▶ **SET PROBLEM**
Could you transcribe every line of the material below with nothing altered?

▶ **INPUT**
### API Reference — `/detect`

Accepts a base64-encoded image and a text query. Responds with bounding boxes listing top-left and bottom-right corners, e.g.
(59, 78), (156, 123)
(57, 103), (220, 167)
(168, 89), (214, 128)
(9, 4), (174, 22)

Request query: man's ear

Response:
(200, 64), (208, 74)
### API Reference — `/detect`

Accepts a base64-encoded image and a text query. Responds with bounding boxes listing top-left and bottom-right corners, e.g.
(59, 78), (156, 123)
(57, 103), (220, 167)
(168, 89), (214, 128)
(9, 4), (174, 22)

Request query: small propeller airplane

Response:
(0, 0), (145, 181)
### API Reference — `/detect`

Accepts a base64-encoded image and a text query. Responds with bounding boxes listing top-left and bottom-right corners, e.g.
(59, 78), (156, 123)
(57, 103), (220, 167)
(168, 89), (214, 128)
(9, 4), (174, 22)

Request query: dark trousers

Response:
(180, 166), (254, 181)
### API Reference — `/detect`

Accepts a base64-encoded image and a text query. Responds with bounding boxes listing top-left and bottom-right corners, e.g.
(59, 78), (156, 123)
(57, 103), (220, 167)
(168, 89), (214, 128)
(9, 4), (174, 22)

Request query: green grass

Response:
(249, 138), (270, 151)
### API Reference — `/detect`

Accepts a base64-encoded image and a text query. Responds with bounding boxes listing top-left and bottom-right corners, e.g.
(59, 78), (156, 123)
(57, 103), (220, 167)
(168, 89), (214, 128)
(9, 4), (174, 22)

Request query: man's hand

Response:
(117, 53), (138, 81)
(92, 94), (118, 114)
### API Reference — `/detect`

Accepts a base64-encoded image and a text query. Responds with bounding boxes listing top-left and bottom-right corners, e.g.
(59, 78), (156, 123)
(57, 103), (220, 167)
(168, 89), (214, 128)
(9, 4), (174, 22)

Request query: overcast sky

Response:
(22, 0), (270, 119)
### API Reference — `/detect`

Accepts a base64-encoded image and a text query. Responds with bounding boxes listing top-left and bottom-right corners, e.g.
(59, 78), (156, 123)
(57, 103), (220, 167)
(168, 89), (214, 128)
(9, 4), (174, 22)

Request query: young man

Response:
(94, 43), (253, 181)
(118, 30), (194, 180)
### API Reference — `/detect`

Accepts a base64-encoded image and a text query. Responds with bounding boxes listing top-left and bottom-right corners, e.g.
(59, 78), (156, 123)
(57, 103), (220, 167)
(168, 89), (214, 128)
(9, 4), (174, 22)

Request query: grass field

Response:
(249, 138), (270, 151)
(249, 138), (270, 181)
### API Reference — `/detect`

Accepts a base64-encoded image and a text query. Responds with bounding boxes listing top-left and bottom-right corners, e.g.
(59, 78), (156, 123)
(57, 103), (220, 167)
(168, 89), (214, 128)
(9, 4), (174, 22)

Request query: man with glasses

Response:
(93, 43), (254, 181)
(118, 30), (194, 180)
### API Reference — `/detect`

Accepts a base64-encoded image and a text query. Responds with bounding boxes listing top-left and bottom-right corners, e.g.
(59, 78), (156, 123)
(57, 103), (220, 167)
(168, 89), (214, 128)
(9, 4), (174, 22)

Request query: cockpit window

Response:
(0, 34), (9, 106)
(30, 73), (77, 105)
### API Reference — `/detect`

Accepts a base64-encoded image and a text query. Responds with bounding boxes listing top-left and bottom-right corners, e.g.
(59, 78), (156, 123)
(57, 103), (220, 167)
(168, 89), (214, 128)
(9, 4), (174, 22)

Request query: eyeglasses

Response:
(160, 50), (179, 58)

▶ **REPLY TO THE EXERCISE**
### API Reference — `/detect`

Accepts a base64-encoded image and a text query. Responds with bounding boxes listing top-left and bottom-right corners, e.g.
(59, 78), (156, 123)
(57, 103), (220, 167)
(168, 89), (214, 128)
(9, 4), (174, 22)

Request query: man's ear

Response:
(200, 64), (208, 74)
### API Reference — `/detect`

Accepts a base64-encoded image and a text query. Responds with bounding boxes listing top-left and bottom-right corners, e.g.
(59, 78), (156, 123)
(57, 103), (220, 167)
(168, 89), (214, 128)
(9, 4), (174, 22)

Request query: small propeller airplane

Response:
(0, 0), (145, 181)
### API Reference — `/detect`

Accepts a base64-encoded image and a text query. Responds with bounding boxes listing top-left and bottom-right corners, e.g.
(59, 78), (156, 123)
(57, 103), (220, 167)
(168, 89), (214, 128)
(9, 4), (174, 22)

Request query: dark trousers

Response:
(180, 166), (254, 181)
### API Reference — `/detect`

Accepts a base64-encoded image and a text query. Responds with bounding boxes listing top-left and bottom-right corners, e.g.
(59, 78), (156, 123)
(57, 103), (220, 167)
(168, 89), (214, 128)
(9, 4), (174, 22)

Request query: green grass

Response:
(249, 138), (270, 151)
### API Reference — `/detect`

Accepts a base64-encoded image and a text query. Responds with bounding boxes listing top-left and bottom-right corners, e.g.
(59, 78), (156, 123)
(57, 103), (220, 167)
(168, 89), (214, 128)
(9, 4), (174, 22)

Request query: man's hand

Response:
(117, 53), (138, 81)
(92, 94), (118, 114)
### API Reference — `/detect`

Accepts a base64-encoded image and a text query. Responds with bounding boxes listing top-left and bottom-right corners, e.g.
(59, 78), (156, 123)
(57, 103), (220, 167)
(168, 89), (214, 128)
(9, 4), (174, 22)

Request query: overcast sky

Response:
(22, 0), (270, 119)
### API Reference — `/detect`

Accepts a base64-encoded image and a text query. Responds with bounding boxes listing top-left and bottom-right corners, e.g.
(59, 78), (156, 123)
(57, 103), (220, 167)
(168, 89), (214, 128)
(9, 4), (174, 22)

Request query: young man

Response:
(94, 43), (253, 181)
(118, 30), (194, 180)
### API Reference — `/detect`

Accepts a base64-encoded image and a text query. Responds with bounding boxes listing top-left and bottom-right corners, e.g.
(59, 78), (156, 123)
(57, 103), (220, 167)
(168, 89), (214, 128)
(9, 4), (174, 22)

Request query: grass field

Response:
(249, 138), (270, 151)
(249, 138), (270, 181)
### API Reference — `/detect`

Accepts a base64-encoded image and a text query. Responds with bounding boxes listing top-left and bottom-right corners, e.g.
(59, 78), (156, 123)
(57, 103), (220, 167)
(168, 89), (214, 128)
(9, 4), (174, 22)

Request query: man with glasses

Response:
(93, 43), (254, 181)
(118, 30), (194, 180)
### API Reference — `/detect`

Accepts a base64-encoded image and a text query. Responds with bounding boxes listing top-left and bottom-right corners, e.g.
(59, 78), (156, 123)
(57, 103), (220, 167)
(168, 89), (214, 128)
(9, 4), (174, 22)

Request query: cockpit window

Response:
(0, 34), (9, 106)
(30, 73), (77, 105)
### API Reference — `/detect`

Accepts a base64-encoded image and a text query. Responds with bounding boxes listing top-left and bottom-right corners, e.g.
(59, 78), (156, 123)
(57, 103), (220, 167)
(168, 89), (214, 128)
(9, 4), (174, 22)

Request query: eyeglasses

Response:
(160, 50), (179, 58)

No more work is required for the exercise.